The input: Begin

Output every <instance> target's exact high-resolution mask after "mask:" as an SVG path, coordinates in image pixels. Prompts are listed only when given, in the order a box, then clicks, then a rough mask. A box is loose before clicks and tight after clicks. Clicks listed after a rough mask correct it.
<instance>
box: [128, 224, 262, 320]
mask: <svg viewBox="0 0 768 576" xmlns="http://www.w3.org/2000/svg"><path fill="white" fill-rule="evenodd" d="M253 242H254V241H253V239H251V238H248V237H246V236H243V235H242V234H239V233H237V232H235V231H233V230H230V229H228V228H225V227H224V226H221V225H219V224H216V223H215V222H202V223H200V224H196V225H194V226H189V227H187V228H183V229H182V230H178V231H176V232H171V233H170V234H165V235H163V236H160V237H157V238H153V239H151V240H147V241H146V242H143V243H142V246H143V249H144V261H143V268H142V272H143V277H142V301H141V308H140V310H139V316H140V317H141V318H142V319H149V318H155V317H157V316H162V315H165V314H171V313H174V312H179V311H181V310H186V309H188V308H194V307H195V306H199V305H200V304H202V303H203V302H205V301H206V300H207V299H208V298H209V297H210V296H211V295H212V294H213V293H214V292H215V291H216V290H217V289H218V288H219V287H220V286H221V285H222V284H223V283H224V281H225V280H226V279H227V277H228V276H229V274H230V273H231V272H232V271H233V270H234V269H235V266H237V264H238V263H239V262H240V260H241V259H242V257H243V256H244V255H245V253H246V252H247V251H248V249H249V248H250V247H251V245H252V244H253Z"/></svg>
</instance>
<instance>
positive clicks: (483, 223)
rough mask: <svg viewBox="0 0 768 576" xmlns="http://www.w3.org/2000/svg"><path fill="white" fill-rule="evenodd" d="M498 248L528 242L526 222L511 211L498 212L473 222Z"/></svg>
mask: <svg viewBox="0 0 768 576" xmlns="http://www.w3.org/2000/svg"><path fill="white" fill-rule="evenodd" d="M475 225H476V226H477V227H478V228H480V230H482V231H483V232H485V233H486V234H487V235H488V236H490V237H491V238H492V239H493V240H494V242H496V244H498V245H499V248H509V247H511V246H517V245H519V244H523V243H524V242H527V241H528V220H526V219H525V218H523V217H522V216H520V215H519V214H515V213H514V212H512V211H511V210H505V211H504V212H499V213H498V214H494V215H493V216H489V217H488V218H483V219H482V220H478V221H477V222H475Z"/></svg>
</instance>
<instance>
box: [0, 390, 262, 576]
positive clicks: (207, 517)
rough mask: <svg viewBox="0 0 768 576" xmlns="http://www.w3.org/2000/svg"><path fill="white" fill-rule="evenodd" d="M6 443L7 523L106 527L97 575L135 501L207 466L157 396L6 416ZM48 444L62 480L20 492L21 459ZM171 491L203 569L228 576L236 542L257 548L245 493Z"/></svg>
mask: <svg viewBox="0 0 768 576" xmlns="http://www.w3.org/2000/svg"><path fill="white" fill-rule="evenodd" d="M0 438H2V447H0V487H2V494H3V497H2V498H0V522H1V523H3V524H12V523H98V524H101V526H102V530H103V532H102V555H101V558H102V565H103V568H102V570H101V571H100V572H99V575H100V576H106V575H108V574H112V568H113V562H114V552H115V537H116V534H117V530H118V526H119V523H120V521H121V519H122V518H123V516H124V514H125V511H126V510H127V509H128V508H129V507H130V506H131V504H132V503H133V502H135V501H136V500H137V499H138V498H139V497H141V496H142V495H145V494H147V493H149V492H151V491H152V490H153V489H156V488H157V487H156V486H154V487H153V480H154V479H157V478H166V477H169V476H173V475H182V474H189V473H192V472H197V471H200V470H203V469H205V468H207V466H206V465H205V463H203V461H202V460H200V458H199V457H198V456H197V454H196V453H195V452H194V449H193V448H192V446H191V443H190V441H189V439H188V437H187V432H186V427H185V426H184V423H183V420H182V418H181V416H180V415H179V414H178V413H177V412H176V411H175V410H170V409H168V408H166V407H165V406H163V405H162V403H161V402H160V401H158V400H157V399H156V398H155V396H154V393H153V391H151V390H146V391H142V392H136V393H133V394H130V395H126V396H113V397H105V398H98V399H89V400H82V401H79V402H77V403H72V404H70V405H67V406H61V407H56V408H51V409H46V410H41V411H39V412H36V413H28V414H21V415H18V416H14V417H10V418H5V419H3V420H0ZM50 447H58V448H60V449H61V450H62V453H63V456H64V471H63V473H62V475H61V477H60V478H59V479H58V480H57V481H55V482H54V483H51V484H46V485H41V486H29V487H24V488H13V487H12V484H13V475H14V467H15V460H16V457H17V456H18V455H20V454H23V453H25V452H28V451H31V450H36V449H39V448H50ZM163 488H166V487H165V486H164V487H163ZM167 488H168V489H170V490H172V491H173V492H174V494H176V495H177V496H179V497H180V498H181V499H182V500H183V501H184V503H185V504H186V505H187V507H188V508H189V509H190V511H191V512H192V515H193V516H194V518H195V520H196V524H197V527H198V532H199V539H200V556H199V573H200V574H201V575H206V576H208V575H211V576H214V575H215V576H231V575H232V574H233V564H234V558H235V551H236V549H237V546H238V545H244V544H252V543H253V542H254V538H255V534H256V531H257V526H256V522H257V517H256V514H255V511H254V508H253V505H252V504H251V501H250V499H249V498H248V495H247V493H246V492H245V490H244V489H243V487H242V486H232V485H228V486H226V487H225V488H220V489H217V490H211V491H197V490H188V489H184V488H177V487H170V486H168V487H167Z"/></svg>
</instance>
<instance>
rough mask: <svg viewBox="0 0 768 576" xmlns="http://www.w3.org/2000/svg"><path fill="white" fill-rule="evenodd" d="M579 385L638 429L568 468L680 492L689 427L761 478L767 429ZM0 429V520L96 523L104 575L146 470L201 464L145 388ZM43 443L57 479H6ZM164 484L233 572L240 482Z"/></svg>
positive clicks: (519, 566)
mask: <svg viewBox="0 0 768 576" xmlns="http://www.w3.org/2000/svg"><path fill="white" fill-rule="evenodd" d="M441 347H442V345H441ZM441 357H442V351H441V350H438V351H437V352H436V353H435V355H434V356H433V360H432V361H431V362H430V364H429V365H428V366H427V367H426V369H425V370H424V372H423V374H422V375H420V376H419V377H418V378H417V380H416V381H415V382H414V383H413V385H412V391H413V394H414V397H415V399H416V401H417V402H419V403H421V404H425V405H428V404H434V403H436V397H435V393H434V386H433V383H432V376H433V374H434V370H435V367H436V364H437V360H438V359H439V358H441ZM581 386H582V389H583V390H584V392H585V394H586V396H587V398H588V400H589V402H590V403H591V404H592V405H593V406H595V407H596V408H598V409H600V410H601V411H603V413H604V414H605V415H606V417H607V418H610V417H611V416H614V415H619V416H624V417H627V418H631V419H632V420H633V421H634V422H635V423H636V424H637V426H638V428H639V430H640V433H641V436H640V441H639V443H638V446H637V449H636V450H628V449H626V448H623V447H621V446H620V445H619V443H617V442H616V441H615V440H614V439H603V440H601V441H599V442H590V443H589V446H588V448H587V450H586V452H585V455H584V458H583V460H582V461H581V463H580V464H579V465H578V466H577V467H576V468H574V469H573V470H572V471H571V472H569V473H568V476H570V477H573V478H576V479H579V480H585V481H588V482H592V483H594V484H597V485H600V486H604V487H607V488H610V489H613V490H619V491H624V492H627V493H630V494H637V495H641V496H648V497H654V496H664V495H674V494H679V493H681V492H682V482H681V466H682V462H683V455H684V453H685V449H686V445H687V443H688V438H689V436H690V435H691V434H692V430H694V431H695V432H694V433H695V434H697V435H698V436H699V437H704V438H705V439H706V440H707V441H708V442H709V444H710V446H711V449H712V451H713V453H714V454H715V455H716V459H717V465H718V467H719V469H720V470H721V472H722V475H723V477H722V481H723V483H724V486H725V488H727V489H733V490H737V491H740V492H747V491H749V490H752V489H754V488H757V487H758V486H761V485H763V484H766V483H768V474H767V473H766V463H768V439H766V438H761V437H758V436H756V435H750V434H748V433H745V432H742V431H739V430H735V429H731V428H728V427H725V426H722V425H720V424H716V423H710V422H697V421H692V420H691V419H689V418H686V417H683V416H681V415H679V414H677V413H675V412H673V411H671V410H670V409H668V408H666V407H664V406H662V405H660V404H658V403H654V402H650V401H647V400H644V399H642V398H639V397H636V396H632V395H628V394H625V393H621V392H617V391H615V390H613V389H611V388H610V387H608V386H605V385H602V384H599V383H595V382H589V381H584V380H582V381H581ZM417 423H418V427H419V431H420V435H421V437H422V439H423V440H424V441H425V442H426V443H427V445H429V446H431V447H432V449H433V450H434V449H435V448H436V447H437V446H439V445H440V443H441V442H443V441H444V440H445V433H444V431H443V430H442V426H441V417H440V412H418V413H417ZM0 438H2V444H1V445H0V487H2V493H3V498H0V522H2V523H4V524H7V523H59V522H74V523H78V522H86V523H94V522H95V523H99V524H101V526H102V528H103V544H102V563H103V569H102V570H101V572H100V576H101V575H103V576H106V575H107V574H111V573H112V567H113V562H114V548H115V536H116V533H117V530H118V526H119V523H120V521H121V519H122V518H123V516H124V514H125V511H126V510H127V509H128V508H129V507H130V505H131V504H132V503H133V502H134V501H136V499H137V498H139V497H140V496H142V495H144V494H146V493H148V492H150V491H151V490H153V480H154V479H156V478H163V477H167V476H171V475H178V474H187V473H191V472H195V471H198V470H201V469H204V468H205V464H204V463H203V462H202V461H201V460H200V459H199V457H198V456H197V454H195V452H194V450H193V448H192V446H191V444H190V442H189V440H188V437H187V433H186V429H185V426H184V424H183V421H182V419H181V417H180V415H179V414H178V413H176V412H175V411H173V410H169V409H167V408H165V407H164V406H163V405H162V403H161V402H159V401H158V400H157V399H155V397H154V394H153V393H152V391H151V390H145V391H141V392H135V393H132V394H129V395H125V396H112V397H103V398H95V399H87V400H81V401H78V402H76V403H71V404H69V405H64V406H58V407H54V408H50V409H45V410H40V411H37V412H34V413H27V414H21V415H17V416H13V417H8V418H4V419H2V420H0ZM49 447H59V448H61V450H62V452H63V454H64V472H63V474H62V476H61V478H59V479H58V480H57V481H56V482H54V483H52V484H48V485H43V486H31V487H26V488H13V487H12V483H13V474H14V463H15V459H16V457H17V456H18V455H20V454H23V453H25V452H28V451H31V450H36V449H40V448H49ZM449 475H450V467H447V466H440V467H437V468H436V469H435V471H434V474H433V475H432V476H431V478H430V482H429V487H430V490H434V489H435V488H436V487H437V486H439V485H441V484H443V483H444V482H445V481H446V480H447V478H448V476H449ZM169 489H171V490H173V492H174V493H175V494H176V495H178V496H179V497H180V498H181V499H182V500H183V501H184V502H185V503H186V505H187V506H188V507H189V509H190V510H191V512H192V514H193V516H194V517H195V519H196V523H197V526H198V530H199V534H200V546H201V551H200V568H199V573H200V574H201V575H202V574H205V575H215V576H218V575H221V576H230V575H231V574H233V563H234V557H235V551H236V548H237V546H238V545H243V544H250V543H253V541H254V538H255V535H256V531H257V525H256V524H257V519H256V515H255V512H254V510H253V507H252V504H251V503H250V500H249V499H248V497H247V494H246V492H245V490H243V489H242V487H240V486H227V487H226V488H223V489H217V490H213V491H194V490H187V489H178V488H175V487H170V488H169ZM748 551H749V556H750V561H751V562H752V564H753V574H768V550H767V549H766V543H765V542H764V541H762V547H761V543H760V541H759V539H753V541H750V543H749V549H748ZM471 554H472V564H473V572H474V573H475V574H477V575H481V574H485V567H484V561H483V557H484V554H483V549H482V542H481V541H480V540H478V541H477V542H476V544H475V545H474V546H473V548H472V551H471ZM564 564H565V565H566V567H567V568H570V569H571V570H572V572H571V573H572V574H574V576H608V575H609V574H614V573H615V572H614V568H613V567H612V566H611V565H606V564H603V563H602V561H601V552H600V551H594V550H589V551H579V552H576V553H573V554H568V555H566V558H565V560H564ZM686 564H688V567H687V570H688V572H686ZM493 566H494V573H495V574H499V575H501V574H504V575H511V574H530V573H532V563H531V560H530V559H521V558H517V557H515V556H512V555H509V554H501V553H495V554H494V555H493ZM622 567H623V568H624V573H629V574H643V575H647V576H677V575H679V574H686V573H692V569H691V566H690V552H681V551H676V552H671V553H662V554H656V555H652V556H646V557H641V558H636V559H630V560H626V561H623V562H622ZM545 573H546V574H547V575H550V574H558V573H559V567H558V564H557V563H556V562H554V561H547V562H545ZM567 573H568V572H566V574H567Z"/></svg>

The input: End

Give back exactly the lines above, from the line containing "248L528 242L526 222L511" through the line containing "positive clicks: (207, 517)", with both end lines and nothing more.

Answer to this task:
rough mask: <svg viewBox="0 0 768 576" xmlns="http://www.w3.org/2000/svg"><path fill="white" fill-rule="evenodd" d="M498 248L528 242L526 222L511 211L498 212L473 222Z"/></svg>
mask: <svg viewBox="0 0 768 576" xmlns="http://www.w3.org/2000/svg"><path fill="white" fill-rule="evenodd" d="M475 225H476V226H477V227H478V228H480V230H482V231H483V232H485V233H486V234H487V235H488V236H490V237H491V238H492V239H493V240H494V242H496V244H498V245H499V248H509V247H511V246H517V245H519V244H523V243H524V242H527V241H528V220H526V219H525V218H523V217H522V216H520V215H519V214H515V213H514V212H512V211H511V210H505V211H504V212H499V213H498V214H494V215H493V216H489V217H488V218H483V219H482V220H478V221H477V222H475Z"/></svg>
</instance>
<instance>
box: [0, 390, 262, 576]
positive clicks: (207, 517)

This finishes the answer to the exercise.